### Source records ###

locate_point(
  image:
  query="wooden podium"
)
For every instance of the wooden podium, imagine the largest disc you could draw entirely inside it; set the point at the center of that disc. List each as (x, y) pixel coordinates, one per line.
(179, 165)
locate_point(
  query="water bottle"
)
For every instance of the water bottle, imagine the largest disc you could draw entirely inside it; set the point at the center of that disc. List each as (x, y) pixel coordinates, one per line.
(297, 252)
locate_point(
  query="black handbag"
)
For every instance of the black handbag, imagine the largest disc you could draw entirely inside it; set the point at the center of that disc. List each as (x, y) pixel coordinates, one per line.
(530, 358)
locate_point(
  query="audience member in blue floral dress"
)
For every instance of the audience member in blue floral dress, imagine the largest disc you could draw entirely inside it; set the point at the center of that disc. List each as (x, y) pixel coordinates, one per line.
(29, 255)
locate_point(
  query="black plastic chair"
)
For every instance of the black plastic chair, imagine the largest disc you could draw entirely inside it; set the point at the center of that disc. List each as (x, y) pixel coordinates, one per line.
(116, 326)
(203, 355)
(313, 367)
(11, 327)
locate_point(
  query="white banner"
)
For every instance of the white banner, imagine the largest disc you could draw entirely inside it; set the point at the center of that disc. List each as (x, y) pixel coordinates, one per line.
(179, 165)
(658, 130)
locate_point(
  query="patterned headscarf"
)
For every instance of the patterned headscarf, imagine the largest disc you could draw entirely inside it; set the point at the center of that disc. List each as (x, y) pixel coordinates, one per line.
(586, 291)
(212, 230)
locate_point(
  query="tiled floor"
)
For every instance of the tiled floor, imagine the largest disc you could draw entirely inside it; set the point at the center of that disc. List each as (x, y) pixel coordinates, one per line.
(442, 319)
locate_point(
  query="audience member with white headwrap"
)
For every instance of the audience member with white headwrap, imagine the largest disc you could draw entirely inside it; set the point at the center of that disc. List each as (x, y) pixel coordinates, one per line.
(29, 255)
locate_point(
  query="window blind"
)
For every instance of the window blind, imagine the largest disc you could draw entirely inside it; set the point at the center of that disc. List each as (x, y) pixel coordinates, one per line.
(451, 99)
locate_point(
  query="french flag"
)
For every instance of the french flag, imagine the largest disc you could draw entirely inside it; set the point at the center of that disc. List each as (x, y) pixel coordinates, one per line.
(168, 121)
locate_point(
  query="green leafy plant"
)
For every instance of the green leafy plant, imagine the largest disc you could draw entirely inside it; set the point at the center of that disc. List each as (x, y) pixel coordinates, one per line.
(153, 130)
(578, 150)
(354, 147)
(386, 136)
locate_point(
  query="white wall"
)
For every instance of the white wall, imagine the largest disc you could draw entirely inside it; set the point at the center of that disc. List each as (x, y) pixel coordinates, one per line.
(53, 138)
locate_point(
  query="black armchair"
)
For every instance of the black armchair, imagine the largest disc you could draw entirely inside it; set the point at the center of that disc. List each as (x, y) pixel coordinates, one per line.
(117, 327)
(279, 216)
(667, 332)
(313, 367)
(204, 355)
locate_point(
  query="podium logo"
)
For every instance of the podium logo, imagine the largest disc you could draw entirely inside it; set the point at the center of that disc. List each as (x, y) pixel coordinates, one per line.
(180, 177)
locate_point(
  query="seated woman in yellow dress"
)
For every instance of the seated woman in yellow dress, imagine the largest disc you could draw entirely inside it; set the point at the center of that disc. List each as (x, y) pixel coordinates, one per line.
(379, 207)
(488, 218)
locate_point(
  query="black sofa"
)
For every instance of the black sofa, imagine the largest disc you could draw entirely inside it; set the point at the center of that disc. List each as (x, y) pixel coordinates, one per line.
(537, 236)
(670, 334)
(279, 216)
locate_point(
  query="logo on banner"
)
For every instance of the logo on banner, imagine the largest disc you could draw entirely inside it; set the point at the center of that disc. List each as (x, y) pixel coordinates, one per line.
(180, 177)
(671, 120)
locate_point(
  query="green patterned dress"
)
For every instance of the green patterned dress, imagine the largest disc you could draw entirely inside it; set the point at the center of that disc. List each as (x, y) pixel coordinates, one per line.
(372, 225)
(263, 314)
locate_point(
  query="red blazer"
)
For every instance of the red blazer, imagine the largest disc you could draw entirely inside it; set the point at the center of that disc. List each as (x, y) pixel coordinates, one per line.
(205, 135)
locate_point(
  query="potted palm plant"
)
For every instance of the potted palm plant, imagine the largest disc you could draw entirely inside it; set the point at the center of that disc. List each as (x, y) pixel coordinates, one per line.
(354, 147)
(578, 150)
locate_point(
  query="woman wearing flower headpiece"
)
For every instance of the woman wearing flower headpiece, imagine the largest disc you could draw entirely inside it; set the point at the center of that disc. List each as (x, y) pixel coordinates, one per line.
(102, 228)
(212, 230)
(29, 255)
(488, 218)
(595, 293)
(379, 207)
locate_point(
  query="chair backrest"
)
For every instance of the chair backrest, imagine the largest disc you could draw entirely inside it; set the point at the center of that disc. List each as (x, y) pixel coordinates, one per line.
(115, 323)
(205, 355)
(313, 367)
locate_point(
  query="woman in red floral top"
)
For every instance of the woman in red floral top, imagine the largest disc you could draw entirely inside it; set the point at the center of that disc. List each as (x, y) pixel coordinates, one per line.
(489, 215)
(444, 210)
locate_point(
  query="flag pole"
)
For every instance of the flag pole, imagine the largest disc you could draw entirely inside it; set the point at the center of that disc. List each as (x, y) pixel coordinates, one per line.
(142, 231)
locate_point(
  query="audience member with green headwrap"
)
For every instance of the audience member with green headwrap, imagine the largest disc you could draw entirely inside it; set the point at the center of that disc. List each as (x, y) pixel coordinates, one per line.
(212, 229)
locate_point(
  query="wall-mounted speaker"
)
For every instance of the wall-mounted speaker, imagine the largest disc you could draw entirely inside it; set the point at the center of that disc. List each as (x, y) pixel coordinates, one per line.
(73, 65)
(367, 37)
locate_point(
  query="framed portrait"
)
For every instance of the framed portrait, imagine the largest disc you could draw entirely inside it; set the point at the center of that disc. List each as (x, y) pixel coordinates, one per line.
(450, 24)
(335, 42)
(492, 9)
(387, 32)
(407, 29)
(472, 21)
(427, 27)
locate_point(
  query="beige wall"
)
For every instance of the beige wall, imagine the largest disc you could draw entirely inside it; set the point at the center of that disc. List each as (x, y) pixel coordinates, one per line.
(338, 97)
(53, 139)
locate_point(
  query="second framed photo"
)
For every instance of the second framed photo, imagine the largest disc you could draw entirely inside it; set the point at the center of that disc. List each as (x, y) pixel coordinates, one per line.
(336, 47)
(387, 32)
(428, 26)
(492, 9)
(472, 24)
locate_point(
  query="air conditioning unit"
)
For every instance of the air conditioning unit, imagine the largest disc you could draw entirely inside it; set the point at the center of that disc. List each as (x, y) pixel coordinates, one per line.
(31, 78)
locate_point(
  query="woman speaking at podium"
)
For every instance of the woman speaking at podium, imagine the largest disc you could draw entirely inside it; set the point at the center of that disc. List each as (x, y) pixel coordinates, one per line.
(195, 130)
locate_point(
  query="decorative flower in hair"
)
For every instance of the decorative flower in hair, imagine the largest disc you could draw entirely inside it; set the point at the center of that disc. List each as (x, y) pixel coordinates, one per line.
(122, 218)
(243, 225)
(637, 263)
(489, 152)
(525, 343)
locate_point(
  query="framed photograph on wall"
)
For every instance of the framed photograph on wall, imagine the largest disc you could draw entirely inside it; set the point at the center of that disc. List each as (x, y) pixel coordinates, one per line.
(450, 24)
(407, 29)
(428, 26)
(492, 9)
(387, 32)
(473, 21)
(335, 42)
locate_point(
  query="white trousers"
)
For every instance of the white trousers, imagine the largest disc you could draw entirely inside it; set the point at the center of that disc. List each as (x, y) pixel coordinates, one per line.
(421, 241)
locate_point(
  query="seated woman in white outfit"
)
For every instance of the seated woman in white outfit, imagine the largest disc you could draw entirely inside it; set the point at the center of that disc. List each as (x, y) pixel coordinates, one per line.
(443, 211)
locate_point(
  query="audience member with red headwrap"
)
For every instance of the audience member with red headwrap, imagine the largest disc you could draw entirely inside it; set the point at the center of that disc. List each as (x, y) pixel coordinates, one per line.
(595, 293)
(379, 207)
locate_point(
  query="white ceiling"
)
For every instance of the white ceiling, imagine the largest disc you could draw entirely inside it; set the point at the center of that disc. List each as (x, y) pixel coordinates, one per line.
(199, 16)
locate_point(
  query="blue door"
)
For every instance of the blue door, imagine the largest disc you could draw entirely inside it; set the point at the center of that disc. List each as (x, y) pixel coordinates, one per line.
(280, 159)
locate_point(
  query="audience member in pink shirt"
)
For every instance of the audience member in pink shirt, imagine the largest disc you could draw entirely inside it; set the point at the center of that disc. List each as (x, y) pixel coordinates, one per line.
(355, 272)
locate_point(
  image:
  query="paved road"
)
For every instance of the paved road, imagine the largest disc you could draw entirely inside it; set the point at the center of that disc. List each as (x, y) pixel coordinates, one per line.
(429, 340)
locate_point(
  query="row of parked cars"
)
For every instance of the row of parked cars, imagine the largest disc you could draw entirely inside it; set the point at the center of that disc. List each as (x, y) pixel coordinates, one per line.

###

• The task:
Read each line of the data and count the ones that include "cars", answering with the number alone.

• Task solution:
2